Text under study →
Segment Open
Reality Versus Reporting?
While an estimated 75 percent of meetings, conventions, and trade shows scheduled for September were either cancelled or postponed, there is plenty of good news on the horizon.
For example, all of the conventions scheduled for 2002 in the city of Philadelphia, including 27 citywides, are holding to their schedules, according to the Philadelphia Convention and Visitors Bureau. Of the four that cancelled in September, only one—scheduled for September 13 to 15--cancelled outright. Another, scheduled for September 15 to 20, voted to hold its convention, but had to cancel when attendees could not get to Philadelphia due to air travel interruptions. The remaining two already have rescheduled their meetings in the City of Brotherly Love.
And Philadelphia is just one of many cities reporting similar stories. According to Sally Henderson, director of convention sales with the San Francisco CVB, while her city did have some initial cancellations of meetings held at the time of the attack, other planned events still are being held, and no cancellations have come in for meetings scheduled for 2002. Even in New York City, where most events planned for September and October have been rescheduled, all but one have been rescheduled before the end of the year."
Segment Closed
Exercise 1 → According to the article on meeting cancellations, how many citywide conventions scheduled for 2002 in Philadelphia are holding to their schedules?
Exercise 2 → Update the article on meeting cancellations from "For example, all" to "of Brotherly Love.", putting "moved" in place of "rescheduled".
Exercise 3 → Go on with the article on meeting cancellations from where it stops.

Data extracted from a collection
Segment Open
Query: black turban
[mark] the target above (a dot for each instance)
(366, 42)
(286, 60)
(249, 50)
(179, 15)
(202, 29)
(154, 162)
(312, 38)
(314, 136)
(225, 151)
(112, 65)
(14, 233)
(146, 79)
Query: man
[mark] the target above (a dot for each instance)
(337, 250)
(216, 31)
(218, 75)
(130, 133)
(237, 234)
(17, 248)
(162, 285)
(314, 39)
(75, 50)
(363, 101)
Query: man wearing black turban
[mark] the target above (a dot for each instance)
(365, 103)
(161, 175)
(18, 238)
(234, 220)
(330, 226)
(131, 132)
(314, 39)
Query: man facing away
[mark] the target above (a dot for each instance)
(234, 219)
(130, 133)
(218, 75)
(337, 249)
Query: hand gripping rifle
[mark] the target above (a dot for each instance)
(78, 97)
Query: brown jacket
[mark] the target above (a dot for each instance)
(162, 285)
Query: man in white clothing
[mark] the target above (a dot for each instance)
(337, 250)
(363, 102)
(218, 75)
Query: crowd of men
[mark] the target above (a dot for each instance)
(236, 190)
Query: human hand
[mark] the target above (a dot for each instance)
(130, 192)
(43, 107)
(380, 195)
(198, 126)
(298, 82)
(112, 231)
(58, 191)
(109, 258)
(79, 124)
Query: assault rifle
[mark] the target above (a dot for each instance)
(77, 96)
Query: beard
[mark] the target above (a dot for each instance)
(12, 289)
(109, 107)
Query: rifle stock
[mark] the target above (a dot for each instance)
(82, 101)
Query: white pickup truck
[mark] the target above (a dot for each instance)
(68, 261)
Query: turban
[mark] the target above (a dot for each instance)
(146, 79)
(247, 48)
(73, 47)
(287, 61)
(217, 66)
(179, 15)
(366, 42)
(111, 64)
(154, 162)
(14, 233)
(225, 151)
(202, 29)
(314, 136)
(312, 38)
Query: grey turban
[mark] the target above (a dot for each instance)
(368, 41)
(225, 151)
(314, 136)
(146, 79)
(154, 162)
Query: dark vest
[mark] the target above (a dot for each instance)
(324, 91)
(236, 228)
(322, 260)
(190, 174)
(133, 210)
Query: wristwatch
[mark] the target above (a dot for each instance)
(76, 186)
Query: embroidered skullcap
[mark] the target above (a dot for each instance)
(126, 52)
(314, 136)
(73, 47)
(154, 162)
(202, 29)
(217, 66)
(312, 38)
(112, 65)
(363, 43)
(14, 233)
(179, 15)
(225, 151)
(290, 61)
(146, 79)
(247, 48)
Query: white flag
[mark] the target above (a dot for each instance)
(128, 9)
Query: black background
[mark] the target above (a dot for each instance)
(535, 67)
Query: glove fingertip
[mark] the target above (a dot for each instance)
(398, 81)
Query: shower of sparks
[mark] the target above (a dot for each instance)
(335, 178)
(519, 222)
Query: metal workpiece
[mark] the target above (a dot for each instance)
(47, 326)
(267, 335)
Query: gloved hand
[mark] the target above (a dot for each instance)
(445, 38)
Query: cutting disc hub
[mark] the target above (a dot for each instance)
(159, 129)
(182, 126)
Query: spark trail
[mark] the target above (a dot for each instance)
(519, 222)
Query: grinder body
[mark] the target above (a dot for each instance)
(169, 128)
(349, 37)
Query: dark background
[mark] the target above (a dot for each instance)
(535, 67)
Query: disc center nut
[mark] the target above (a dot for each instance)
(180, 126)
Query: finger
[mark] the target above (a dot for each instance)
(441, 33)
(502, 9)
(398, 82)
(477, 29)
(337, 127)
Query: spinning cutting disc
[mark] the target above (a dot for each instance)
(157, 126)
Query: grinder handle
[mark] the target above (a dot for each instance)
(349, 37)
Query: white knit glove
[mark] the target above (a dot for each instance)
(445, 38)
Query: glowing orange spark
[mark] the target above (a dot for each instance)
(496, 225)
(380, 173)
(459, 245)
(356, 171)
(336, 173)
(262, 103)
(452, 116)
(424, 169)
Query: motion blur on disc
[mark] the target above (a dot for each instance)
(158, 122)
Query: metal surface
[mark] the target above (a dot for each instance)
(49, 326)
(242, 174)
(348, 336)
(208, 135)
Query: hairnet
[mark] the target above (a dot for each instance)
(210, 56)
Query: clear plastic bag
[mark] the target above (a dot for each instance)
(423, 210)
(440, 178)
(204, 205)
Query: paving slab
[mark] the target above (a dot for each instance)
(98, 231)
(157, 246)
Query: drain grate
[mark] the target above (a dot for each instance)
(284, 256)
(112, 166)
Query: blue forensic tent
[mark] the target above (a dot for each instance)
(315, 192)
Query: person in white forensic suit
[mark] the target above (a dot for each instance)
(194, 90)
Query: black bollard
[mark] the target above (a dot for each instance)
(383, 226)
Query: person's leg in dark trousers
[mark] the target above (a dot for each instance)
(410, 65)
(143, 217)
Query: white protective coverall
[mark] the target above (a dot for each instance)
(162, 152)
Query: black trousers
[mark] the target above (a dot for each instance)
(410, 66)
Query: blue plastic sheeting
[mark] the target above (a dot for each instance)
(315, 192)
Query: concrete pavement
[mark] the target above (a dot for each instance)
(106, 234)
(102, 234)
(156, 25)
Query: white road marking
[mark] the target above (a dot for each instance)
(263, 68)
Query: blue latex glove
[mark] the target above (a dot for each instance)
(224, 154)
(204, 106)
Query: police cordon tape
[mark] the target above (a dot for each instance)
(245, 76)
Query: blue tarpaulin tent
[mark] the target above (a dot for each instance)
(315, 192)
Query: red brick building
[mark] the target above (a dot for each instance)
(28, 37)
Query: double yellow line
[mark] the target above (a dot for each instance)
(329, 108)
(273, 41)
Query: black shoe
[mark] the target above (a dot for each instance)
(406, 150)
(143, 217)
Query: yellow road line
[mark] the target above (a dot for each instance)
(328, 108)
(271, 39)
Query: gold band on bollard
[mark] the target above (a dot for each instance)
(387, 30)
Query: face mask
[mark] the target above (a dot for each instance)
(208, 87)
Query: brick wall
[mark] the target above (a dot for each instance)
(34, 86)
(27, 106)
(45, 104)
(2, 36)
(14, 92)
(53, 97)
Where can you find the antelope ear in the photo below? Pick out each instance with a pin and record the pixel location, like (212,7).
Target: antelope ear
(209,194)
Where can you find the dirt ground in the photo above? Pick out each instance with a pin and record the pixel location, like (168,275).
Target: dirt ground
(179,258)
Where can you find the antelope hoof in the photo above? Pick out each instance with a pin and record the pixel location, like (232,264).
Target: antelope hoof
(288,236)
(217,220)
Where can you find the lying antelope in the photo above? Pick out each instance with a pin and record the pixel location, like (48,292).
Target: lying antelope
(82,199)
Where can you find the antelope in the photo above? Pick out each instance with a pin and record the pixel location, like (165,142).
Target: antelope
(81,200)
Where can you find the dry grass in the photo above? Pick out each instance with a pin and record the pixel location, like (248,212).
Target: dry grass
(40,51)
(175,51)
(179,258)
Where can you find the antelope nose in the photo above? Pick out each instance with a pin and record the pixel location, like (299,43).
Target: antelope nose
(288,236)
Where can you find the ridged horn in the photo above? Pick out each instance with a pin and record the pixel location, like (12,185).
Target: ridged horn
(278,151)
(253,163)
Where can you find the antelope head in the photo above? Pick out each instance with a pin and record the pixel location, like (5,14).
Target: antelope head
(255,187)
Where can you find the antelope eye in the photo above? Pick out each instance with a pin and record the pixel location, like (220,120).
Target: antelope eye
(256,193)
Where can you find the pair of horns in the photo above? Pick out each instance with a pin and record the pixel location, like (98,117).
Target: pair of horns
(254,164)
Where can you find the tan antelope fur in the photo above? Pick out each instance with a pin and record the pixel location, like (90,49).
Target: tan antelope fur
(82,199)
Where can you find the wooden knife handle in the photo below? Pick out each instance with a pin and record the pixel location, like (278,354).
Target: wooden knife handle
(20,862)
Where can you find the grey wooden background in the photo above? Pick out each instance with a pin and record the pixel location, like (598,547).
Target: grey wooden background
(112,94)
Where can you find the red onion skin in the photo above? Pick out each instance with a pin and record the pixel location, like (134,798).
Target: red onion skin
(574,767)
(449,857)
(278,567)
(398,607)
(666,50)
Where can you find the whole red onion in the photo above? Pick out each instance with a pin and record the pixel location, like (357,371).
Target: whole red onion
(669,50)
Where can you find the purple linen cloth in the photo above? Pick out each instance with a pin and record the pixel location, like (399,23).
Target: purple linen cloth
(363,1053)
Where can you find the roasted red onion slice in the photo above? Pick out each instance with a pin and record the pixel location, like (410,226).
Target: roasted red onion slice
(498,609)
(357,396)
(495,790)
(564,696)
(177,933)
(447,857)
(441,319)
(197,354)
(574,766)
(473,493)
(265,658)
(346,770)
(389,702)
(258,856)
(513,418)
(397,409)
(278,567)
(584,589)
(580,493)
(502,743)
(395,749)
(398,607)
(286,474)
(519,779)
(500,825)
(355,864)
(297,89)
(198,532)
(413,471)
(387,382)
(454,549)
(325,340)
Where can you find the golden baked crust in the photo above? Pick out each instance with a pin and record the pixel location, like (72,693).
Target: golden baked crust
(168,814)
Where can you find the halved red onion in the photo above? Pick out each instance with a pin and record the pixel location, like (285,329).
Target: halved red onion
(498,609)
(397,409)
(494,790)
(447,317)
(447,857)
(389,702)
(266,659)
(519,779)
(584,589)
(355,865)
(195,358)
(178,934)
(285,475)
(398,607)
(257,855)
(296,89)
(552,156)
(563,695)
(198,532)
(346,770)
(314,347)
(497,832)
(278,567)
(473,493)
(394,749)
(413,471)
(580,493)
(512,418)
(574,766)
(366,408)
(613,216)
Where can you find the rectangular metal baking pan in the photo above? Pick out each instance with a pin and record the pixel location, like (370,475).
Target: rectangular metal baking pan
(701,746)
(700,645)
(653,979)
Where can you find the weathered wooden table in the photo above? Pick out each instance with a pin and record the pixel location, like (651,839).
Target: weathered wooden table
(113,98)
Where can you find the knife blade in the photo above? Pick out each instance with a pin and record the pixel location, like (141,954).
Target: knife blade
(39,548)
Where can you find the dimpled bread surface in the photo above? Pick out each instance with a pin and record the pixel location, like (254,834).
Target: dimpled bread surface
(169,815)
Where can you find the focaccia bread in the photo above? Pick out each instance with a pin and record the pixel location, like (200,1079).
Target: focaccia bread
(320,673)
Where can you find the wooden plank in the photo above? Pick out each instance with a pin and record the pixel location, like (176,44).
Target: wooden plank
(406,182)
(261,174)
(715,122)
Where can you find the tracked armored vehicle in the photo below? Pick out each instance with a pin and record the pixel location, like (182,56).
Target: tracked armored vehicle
Segment Closed
Exercise result 1 → 27

Exercise result 2 →
For example, all of the conventions scheduled for 2002 in the city of Philadelphia, including 27 citywides, are holding to their schedules, according to the Philadelphia Convention and Visitors Bureau. Of the four that cancelled in September, only one—scheduled for September 13 to 15--cancelled outright. Another, scheduled for September 15 to 20, voted to hold its convention, but had to cancel when attendees could not get to Philadelphia due to air travel interruptions. The remaining two already have moved their meetings in the City of Brotherly Love.

Exercise result 3 →
So why is the news about the hospitality industry so unrelenting bad in the general press?
"There’s a serious disconnect between reality and what the mainstream media is reporting," says Steven Hacker, president, International Association of Exhibition Management. "The public media doesn’t understand the difference between business and leisure travel. Plus, business was already down before September 11, and some sectors were already restricting travel, while others were not. It’s something you have to look at with a scalpel rather than a sword."
Also, he says, one has to ask what kind of condition events that cancelled and didn’t reschedule were in before September 11. "Some of it may just be a tragic acceleration of their normal lifecycle."
"The negative news out there just feeds on itself," agrees Mary Power, president and CEO of the Convention Industry Council (www.conventionindustry.org). "People say that because everyone else is cancelling, maybe they should cancel too. But everybody else isn’t canceling."
Power says that the trend she’s seeing is that the major shows and expositions are holding strong, while some—but by no means most--of the smaller shows that are easier to cancel and rebook may be canceled short term. "The Association Management Group has 19 associations, and all of their meetings are being held. Even their smaller and mid-sized meetings are going forward," she says.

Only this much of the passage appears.